‘We will celebrate no matter what’: 4th Purim in Ukraine amid Russia’s war
On February 19, 2026, Federation of Jewish Communities of Ukraine shared what, in a normal year, would read like a community logistics note: Purim is coming, and tens of thousands of holiday packages are being sent to Jewish families across Ukraine.
Nothing about Ukraine in 2026 is “normal.”
Purim this year begins after sunset on March 2, with the main day on March 3 (and in Jerusalem and other walled cities, Shushan Purim extending into March 4). It is also the fourth Purim Ukrainian Jews will mark since February 24, 2022, when Russia launched its full-scale invasion.
That number matters. Four Purims under full-scale war means four years of building holiday life around sirens, blackouts, displacement, and the constant uncertainty of whether a community can gather safely. It also means something else: the holiday cycle did not break. It bent. It adapted. But it did not stop.
Forty-eight thousand packages, more than 150 communities.

+---+

**Stated goal A:**
Count the lines in the rows that contain the string "handrail", where case counts, and give only the number.
The article and the rows that follow it are unrelated material.

+---+

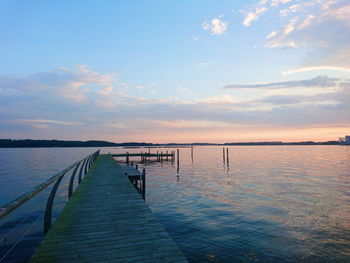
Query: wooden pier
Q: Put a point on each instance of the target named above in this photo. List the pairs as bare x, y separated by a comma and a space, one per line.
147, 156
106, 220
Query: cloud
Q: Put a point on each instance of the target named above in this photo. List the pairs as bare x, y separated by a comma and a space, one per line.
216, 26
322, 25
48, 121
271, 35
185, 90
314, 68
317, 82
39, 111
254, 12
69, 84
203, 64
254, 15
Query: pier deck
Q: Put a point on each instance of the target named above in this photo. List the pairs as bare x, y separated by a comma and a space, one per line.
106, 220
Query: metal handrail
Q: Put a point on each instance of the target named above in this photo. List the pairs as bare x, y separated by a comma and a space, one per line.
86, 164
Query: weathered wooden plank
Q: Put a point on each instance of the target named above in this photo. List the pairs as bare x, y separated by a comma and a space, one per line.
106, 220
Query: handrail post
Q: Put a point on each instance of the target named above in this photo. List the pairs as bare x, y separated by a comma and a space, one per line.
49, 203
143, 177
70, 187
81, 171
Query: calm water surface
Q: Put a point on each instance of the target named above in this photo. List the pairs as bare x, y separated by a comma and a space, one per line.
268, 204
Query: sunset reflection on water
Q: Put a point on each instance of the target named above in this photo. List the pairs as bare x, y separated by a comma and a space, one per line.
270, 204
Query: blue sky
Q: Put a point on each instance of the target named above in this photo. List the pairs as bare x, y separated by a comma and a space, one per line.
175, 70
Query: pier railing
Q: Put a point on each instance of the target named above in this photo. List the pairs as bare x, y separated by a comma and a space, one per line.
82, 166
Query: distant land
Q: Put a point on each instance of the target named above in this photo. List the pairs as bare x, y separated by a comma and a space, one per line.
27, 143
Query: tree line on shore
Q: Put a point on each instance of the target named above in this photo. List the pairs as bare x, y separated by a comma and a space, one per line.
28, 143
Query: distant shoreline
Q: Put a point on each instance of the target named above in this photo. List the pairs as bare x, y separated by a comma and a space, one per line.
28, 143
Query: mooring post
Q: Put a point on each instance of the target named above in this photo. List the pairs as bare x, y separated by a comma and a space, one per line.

+---+

**Stated goal B:**
According to the article on Purim in Ukraine, what date is the main day of Purim in 2026?

**Full answer A:**
2

**Full answer B:**
March 3